| PROMPT |
Write out every line from the listing below where the string "segment" is found.
Start of TASK DATA
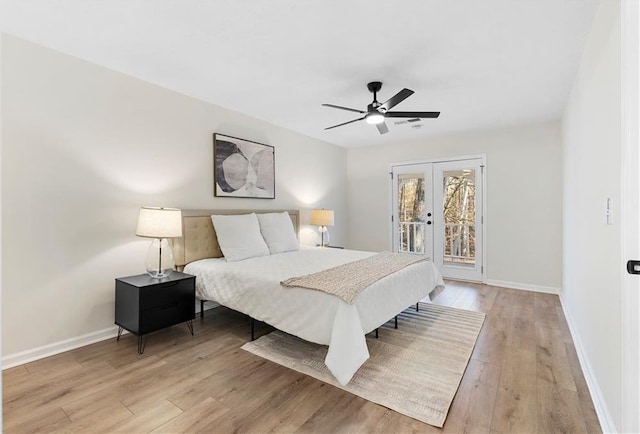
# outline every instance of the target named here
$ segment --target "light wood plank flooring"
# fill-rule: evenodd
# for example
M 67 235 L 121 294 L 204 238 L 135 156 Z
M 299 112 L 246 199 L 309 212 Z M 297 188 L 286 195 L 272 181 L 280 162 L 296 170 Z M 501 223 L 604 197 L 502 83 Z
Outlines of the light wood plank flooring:
M 186 325 L 151 334 L 142 356 L 125 335 L 5 370 L 4 429 L 601 432 L 557 296 L 447 282 L 435 302 L 487 313 L 442 430 L 241 350 L 249 320 L 225 308 L 193 337 Z

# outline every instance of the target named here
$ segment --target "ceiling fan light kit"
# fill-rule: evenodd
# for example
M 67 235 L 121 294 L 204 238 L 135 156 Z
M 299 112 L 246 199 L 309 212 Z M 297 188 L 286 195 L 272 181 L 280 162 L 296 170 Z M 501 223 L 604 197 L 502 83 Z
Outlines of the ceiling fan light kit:
M 367 121 L 369 125 L 381 124 L 384 122 L 384 115 L 378 112 L 367 113 L 365 121 Z
M 371 83 L 367 84 L 367 89 L 369 89 L 369 92 L 373 93 L 373 101 L 367 106 L 367 111 L 334 104 L 322 104 L 324 107 L 331 107 L 364 115 L 363 117 L 358 119 L 353 119 L 351 121 L 327 127 L 325 128 L 325 130 L 341 127 L 343 125 L 351 124 L 353 122 L 358 122 L 364 119 L 368 124 L 375 125 L 378 128 L 378 132 L 380 134 L 386 134 L 389 132 L 389 128 L 387 128 L 387 125 L 384 122 L 385 118 L 409 118 L 411 119 L 409 122 L 415 122 L 416 120 L 422 118 L 433 119 L 440 116 L 440 112 L 390 112 L 390 109 L 413 95 L 413 91 L 411 89 L 402 89 L 400 92 L 398 92 L 382 104 L 378 102 L 378 92 L 380 91 L 380 89 L 382 89 L 382 82 L 372 81 Z

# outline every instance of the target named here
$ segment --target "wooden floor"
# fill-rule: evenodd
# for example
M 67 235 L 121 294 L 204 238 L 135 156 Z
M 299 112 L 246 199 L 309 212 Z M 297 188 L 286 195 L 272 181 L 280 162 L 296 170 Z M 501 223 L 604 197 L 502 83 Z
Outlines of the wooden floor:
M 249 320 L 225 308 L 142 356 L 125 335 L 5 370 L 4 430 L 601 432 L 557 296 L 447 282 L 435 302 L 487 313 L 442 430 L 241 350 Z

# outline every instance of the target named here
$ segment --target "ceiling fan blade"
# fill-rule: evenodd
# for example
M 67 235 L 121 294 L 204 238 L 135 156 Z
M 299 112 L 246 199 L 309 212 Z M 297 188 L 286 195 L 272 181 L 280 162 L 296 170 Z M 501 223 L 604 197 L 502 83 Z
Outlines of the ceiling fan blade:
M 385 124 L 384 122 L 382 122 L 381 124 L 376 124 L 376 127 L 378 127 L 378 131 L 380 131 L 380 134 L 387 134 L 389 132 L 389 128 L 387 128 L 387 124 Z
M 413 95 L 413 91 L 411 89 L 404 88 L 400 92 L 396 93 L 394 96 L 386 100 L 382 103 L 378 109 L 391 110 L 396 105 L 400 104 L 405 99 L 409 98 Z
M 341 105 L 322 104 L 322 106 L 323 107 L 337 108 L 337 109 L 340 109 L 340 110 L 347 110 L 347 111 L 356 112 L 356 113 L 366 113 L 366 112 L 363 112 L 362 110 L 352 109 L 352 108 L 349 108 L 349 107 L 342 107 Z
M 386 118 L 437 118 L 440 112 L 386 112 Z
M 364 118 L 365 118 L 365 116 L 363 116 L 363 117 L 361 117 L 361 118 L 358 118 L 358 119 L 354 119 L 354 120 L 349 121 L 349 122 L 345 122 L 345 123 L 343 123 L 343 124 L 338 124 L 338 125 L 334 125 L 334 126 L 332 126 L 332 127 L 327 127 L 327 128 L 325 128 L 325 130 L 330 130 L 331 128 L 337 128 L 337 127 L 341 127 L 341 126 L 343 126 L 343 125 L 347 125 L 347 124 L 350 124 L 350 123 L 353 123 L 353 122 L 358 122 L 358 121 L 363 120 Z

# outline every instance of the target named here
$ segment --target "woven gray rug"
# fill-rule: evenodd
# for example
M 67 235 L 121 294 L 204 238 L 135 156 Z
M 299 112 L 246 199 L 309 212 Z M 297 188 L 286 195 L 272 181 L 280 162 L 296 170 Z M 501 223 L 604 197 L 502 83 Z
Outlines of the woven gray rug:
M 368 401 L 429 425 L 442 427 L 485 314 L 420 303 L 380 330 L 379 339 L 367 339 L 371 357 L 341 386 L 324 365 L 327 347 L 281 331 L 242 346 L 287 368 L 310 375 Z

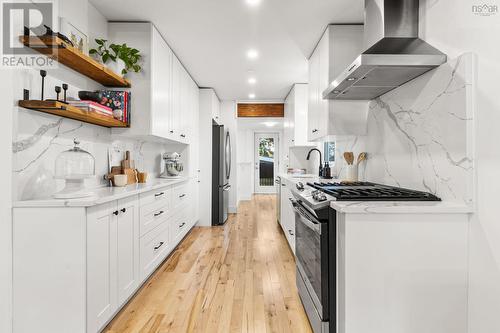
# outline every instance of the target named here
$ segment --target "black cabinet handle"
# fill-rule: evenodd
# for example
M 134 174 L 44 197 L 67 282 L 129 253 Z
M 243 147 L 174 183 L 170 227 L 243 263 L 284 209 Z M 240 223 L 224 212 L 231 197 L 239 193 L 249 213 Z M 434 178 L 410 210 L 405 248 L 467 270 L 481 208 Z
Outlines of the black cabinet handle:
M 115 210 L 115 211 L 113 212 L 113 215 L 118 215 L 118 214 L 119 214 L 119 212 L 118 212 L 117 210 Z
M 184 198 L 186 195 L 185 194 L 181 194 L 179 195 L 179 198 Z
M 186 223 L 183 222 L 183 223 L 179 224 L 179 228 L 182 228 L 185 225 L 186 225 Z
M 181 134 L 181 138 L 185 138 L 186 137 L 186 134 Z
M 174 133 L 174 131 L 171 130 L 170 133 Z
M 122 208 L 120 210 L 122 211 L 122 213 L 125 213 L 127 211 L 127 208 Z
M 154 250 L 158 250 L 160 247 L 162 247 L 162 245 L 165 244 L 164 242 L 160 242 L 160 244 L 158 244 L 157 246 L 154 247 Z
M 161 214 L 163 214 L 163 213 L 165 213 L 165 212 L 161 210 L 161 211 L 159 211 L 158 213 L 154 214 L 154 216 L 155 216 L 155 217 L 158 217 L 158 216 L 160 216 L 160 215 L 161 215 Z
M 156 198 L 157 198 L 157 197 L 161 197 L 161 196 L 162 196 L 162 195 L 164 195 L 164 194 L 165 194 L 165 192 L 156 193 L 156 194 L 155 194 L 155 197 L 156 197 Z
M 290 234 L 290 236 L 293 236 L 292 230 L 288 230 L 288 233 Z

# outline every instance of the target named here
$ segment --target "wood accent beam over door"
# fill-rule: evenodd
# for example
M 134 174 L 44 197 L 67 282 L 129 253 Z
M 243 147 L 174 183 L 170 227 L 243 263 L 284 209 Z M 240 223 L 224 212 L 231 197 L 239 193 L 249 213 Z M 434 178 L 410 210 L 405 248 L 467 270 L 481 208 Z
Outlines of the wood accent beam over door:
M 255 103 L 255 104 L 238 104 L 238 117 L 275 117 L 283 118 L 285 116 L 285 104 L 275 103 Z

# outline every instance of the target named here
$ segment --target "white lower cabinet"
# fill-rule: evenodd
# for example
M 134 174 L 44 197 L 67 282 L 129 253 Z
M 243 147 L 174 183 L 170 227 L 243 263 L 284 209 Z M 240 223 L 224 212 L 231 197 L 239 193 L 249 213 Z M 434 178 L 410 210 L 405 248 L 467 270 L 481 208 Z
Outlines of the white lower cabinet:
M 15 208 L 14 331 L 100 332 L 197 222 L 193 186 Z
M 98 332 L 139 283 L 137 196 L 89 208 L 87 331 Z
M 295 213 L 292 206 L 293 195 L 289 183 L 281 180 L 281 216 L 280 224 L 285 233 L 288 245 L 295 254 Z

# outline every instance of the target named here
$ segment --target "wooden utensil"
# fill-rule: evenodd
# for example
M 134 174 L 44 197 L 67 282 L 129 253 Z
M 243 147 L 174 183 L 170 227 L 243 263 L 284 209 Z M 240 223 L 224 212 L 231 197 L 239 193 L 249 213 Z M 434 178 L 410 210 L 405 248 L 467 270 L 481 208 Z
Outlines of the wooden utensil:
M 130 165 L 130 151 L 127 150 L 125 152 L 125 159 L 122 161 L 122 168 L 123 169 L 131 169 Z
M 354 163 L 354 153 L 352 151 L 344 152 L 344 159 L 348 165 L 353 165 Z
M 367 155 L 367 154 L 366 154 L 365 152 L 360 153 L 360 154 L 358 155 L 358 162 L 357 162 L 357 164 L 358 164 L 358 165 L 359 165 L 361 162 L 366 161 L 366 155 Z

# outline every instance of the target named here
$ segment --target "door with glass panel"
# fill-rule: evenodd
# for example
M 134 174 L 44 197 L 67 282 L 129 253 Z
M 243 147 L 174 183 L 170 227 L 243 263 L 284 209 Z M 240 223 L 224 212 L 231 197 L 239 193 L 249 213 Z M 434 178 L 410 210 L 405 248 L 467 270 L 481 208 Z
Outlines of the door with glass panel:
M 278 133 L 255 133 L 255 193 L 274 193 L 278 176 Z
End of TASK DATA
| WRITTEN SOLUTION |
$ segment --target "light wood plank flooring"
$ segment --target "ceiling fan light kit"
$ segment --target "wooden floor"
$ segment --target "ceiling fan blade"
$ segment --target "woven gray rug"
$ segment --target "black cabinet handle"
$ segment --target "wood accent beam over door"
$ segment --target "white lower cabinet"
$ segment --target "wooden utensil"
$ segment --target "door with glass panel"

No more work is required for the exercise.